## TO-DO LIST
(a) Does the article about Bang On A Can's recording of In C support each of these statements? (i) The disc peaked at #4 in mid-October. (ii) The arrangement of In C was written for twelve musicians. (iii) The concert was produced by John Schaefer and WNYC. Answer yes or no for each, and quote the deciding words.
(b) Which people does the article about Bang On A Can's recording of In C name? List every one.
(c) Could you carry on the article about Bang On A Can's recording of In C, starting after its final sentence?

>> Start TEXT PROVIDED

Bang On A Can Breaks Into Amazon's Classical Top 5 with Riley's In C

Bang On A Can Breaks Into Amazon’s Classical Top 5 with Riley’s In C

Bang on a Can Plays Terry Riley: In C Image courtesy Bang on a Can Bang On A Can‘s recording Terry Riley: In C, the latest release from upstart label Cantaloupe Music, has been riding the waves of amazon.com‘s top 20 classical sellers throughout November. The disc held its own and, surprising even the optimists… Read more »

Written By

Molly Sheridan



Bang on a Can Plays Terry Riley: In C
Image courtesy Bang on a Can

Bang On A Can‘s recording Terry Riley: In C, the latest release from upstart label Cantaloupe Music, has been riding the waves of amazon.com‘s top 20 classical sellers throughout November. The disc held its own and, surprising even the optimists in the new music field, peaked at #4 in mid-October sandwiched just ahead of Billy Joel‘s classical album (not actually performed by Joel, incidentally), and just behind recordings by Yo-Yo Ma and Charlotte Church. The high volume of sales was likely spurred by positive reviews in both The New York Times and on amazon.com.

This unique arrangement of In C for eleven musicians, including Chinese pipa and mandolin, was conceived of by Bang On A Can All-Star Evan Ziporyn and recorded live at a concert produced by John Schaefer and WNYC at the Wintergarden in New York City. “It was a coming together of Bang On A Can’s finest musicians,” explains Julia Wolfe, one of the group’s co-artistic directors. “We thought that this performance, filled with the subtle nuance and color that comes with musicians that have lived together with the piece, is an important realization. Terry Riley was thrilled with the recording. It’s definitely In C Bang On A Can-style.”

Wolfe also points out that the live performance “is now all the more poignant as the beautiful, resonant Wintergarden space was destroyed in the atrocity of September 11th.”

Ziporyn, who estimates that he has played In C in about 50 incarnations at this point, says that one of the things that keeps him coming back to the work is that “you always find new things in it. It’s so simple on the surface, but it’s a very, very deep piece, and it’s a very surprising piece. It’s a piece that only reveals itself when you play it, and there’s something really magical about that when it works.”

Though Riley’s work was at the forefront of the minimalist movement in the 1960s, Ziporyn sees new relevancies in it for today’s audiences since DJs and electronica artists seem to draw from minimalism and the concepts behind In C. “I had this feeling that the time for that piece was just arriving now. There were things in that piece that couldn’t have been appreciated in the ’70s and ’80s.”

>> End TEXT PROVIDED
>> Start LISTED ENTRIES

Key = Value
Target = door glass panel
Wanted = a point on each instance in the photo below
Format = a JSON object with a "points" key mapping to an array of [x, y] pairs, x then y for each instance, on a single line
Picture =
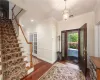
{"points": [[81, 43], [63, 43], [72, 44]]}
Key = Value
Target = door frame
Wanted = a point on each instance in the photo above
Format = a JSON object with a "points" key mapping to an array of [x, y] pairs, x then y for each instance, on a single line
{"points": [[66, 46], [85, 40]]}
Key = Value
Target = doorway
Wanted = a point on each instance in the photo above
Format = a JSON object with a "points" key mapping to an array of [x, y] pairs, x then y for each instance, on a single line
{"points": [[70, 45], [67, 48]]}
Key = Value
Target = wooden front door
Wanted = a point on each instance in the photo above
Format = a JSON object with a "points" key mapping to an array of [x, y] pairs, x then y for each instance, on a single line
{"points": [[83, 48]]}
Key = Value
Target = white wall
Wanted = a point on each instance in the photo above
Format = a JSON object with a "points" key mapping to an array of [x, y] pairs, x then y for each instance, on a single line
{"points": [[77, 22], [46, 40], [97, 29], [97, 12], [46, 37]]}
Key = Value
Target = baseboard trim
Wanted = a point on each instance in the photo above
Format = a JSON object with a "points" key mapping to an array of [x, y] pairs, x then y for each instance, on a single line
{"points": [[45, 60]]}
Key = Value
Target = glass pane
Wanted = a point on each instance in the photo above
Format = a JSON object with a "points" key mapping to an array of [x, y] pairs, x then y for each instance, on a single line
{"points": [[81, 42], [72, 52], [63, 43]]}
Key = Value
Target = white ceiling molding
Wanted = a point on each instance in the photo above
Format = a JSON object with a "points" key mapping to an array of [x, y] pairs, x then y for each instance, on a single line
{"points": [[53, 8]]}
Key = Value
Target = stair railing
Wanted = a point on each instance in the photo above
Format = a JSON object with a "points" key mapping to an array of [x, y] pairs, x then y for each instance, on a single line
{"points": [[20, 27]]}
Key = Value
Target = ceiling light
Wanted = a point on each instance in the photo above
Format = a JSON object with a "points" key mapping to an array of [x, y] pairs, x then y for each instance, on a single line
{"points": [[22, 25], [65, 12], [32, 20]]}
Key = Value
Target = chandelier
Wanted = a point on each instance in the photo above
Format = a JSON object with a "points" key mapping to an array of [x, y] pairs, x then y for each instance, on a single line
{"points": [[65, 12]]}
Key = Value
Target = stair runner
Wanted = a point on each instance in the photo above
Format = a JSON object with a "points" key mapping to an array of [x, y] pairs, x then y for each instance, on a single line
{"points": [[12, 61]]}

>> End LISTED ENTRIES
>> Start LISTED ENTRIES

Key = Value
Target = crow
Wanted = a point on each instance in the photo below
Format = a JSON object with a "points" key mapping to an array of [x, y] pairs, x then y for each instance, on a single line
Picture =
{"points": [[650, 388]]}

>> End LISTED ENTRIES

## ANSWERS TO EACH TASK
(a)
(i) Yes: "peaked at #4 in mid-October"
(ii) No: "This unique arrangement of In C for eleven musicians"
(iii) Yes: "recorded live at a concert produced by John Schaefer and WNYC"

(b) Molly Sheridan, Terry Riley, Billy Joel, Yo-Yo Ma, Charlotte Church, Evan Ziporyn, John Schaefer, Julia Wolfe

(c)
On top of the unique instrumentation used in this version, Ziporyn points out that it also featured fewer people. As a result, “instead of 25 things going on at once there are only ten things going on, so you can hear the patterns actually dancing around each other and you can hear the colors actually changing, and you can hear individual players responding to each other. It becomes much more of a new kind of chamber music piece.”

It was a take on the piece that critic’s applauded, and that inspired consumers. Wolfe comments that in today’s climate, “it is so encouraging that a small independent label like Cantaloupe can have such an impact. At a time when the major labels do not want to take risks, it’s all the more important to support and make available recordings of innovative music. For Cantaloupe, the success of this recording seriously helps to grow this young company.”

Ziporyn is more pragmatic when discussing the disc’s surprise success. “If you do the kind of music we do you don’t really hope for any kind of significant record sales. You’re just really trying to get things out there for the people who are interested and in the hopes that more people will discover it.”

And getting the attention of those who are or would be interested in it is usually the biggest challenge for noncommercial music. “It’s not that people wouldn’t like it, it’s that there’s no easy means to come across it,” Ziporyn says. “It’s not played on the radio and you don’t see it in big displays when you go to the record stores. It’s just not that easy to find out about, even though it’s out there. In this case, somehow we’ve poked our heads above the surface enough for people to notice.”

Ziporyn acknowledges that the extra push needed to break through likely came from the press attention the disc received, though “that’s kind of a new thing for us too. We’re starting to find writers about this music who not only know what they’re talking about but aren’t threatened by it. I think a lot of the old-guard classical critics were a little threatened by Bang On A Can and what they thought we represented, whether we represented it or not.”

These days, it feels instead like critics are saying, “‘Here are people doing interesting music for the right reasons and maybe you should check it out.’ That doesn’t necessarily seem like it’s that much to ask for, but it’s been a long time coming.”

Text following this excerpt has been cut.